▶ What this task involves:
Repeat every record below exactly as written.

▶ Information given:
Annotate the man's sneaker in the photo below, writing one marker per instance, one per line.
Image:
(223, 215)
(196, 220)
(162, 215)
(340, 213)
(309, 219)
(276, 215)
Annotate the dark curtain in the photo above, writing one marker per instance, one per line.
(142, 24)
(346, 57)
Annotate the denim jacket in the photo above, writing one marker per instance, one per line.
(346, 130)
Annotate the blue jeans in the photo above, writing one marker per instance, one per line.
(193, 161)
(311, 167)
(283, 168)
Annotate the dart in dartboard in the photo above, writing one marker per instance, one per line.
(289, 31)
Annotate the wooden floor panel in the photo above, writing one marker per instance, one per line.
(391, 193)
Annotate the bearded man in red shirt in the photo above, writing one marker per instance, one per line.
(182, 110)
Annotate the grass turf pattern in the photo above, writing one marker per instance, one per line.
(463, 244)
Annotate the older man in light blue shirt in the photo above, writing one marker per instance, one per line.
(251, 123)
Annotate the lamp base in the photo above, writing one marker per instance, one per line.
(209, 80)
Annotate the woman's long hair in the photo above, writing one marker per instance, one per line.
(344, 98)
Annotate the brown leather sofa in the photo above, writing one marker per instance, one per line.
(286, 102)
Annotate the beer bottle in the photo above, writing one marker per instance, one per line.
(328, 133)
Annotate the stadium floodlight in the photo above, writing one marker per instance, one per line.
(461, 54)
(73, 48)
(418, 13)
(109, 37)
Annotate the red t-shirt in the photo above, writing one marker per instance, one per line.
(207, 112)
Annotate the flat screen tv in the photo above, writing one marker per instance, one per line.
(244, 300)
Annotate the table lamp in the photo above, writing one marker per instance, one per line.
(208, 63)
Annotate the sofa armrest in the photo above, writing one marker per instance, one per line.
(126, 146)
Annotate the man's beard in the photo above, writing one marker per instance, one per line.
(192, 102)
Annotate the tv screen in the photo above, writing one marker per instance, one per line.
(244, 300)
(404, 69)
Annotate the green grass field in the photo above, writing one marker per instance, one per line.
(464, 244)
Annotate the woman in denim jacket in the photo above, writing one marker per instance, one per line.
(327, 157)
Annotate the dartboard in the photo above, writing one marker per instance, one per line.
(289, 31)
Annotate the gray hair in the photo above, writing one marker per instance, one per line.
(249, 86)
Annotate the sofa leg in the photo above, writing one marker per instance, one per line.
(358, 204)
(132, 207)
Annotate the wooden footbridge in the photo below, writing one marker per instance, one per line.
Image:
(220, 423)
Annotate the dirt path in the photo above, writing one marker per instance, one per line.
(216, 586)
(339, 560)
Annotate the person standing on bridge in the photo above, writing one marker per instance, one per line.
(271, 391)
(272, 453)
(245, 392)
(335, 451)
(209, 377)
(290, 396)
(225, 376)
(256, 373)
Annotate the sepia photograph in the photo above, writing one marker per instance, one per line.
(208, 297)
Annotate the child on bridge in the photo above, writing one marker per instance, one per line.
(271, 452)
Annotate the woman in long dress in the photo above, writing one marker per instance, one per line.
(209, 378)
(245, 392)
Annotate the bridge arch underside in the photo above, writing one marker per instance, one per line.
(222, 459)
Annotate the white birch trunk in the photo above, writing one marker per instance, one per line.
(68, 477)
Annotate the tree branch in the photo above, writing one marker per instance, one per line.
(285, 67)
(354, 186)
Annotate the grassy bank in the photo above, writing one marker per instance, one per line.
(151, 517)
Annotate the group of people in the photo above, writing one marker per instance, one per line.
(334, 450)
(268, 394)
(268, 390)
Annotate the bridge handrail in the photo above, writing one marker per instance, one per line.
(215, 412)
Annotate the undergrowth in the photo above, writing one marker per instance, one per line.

▶ Full solution:
Annotate the man's sneaker in the photo below, writing one marker per instance, one per line.
Image:
(223, 215)
(196, 220)
(162, 215)
(340, 213)
(309, 219)
(276, 215)
Annotate the dark curtain in the photo above, writing one marker per instance, one per line.
(142, 24)
(346, 57)
Annotate the denim jacket in the photo above, writing one marker per instance, one per line.
(346, 130)
Annotate the blue jeans in the photo above, writing one marker per instance, one per line.
(193, 161)
(311, 167)
(283, 168)
Annotate the dart in dartboard in the photo above, writing one marker per instance, one per line.
(289, 31)
Annotate the wooden floor panel in the photo above, writing one marker per instance, one per line.
(391, 193)
Annotate the bearded man in red shirt in the photo above, writing one marker per instance, one per line.
(182, 110)
Annotate the grass turf pattern in the photo above, writing one marker per instance, one per line.
(463, 244)
Annotate the older man in light blue shirt in the photo above, writing one marker per instance, one per line.
(251, 123)
Annotate the lamp base in the photo above, writing one marker per instance, one per line.
(209, 80)
Annotate the woman's long hair in the photo above, writing one marker per instance, one per line.
(344, 98)
Annotate the brown leather sofa in the photo above, writing one marker per instance, one per line.
(286, 102)
Annotate the beer bottle in the photo above, writing one marker per instance, one per line.
(328, 133)
Annotate the stadium floodlight in the photo above, writing one marker per instance, one per line.
(461, 54)
(73, 48)
(418, 13)
(109, 37)
Annotate the red t-shirt in the photo above, writing one marker per instance, one per line.
(207, 112)
Annotate the flat screen tv in the photo above, writing one marker per instance, one per line.
(244, 300)
Annotate the table lamp in the photo above, writing one marker per instance, one per line.
(208, 63)
Annotate the sofa armrest in the photo above, writing one marker per instance, one per line.
(126, 146)
Annotate the man's beard in the photo above, writing one marker per instance, one per line.
(192, 102)
Annotate the tv screen in the photo above, writing one marker per instance, one per line.
(244, 300)
(404, 69)
Annotate the green grass field in the photo above, writing one marker per instance, one per line.
(464, 244)
Annotate the woman in denim jacket in the photo above, writing one marker per instance, one per line.
(327, 157)
Annotate the dartboard in the photo above, writing one marker per instance, one per line.
(289, 31)
Annotate the gray hair in the photo above, writing one marker per instance, one per line.
(249, 86)
Annotate the sofa leg in the photo above, writing one marker per instance, one per line.
(358, 204)
(132, 207)
Annotate the wooden footbridge in the photo below, writing one marker per instance, one per line.
Image:
(220, 423)
Annotate the dirt path in the photo above, writing one marker per instance, one per line.
(216, 586)
(339, 560)
Annotate the person standing on bridge in the photo above, writing one marker per instance, one per line.
(271, 391)
(272, 453)
(245, 392)
(335, 451)
(209, 377)
(290, 396)
(225, 376)
(256, 373)
Annotate the sepia photograph in the photo above, writing one marker per instance, one per line.
(208, 297)
Annotate the child on bridge in the photo above, writing one marker per instance, one per line.
(271, 452)
Annotate the woman in long dress in the photo above, writing one marker per instance, one per line.
(209, 378)
(245, 392)
Annotate the bridge arch underside in the photo above, writing one marker per instance, one per line.
(222, 459)
Annotate the white birch trunk in the photo above, writing one marker per instance, one per line.
(68, 477)
Annotate the tree branch in the photo above, writing one marker per instance, one per line.
(285, 67)
(354, 186)
Annotate the grassy bank in the photo above, writing one marker per instance, one per line.
(151, 517)
Annotate the group of people in the photo above, writing one marker per instance, one per line.
(334, 450)
(268, 394)
(268, 390)
Annotate the bridge handrail in the photo above, writing one marker per instance, one per line.
(215, 412)
Annotate the undergrowth in the photo above, writing one marker per instance, one per line.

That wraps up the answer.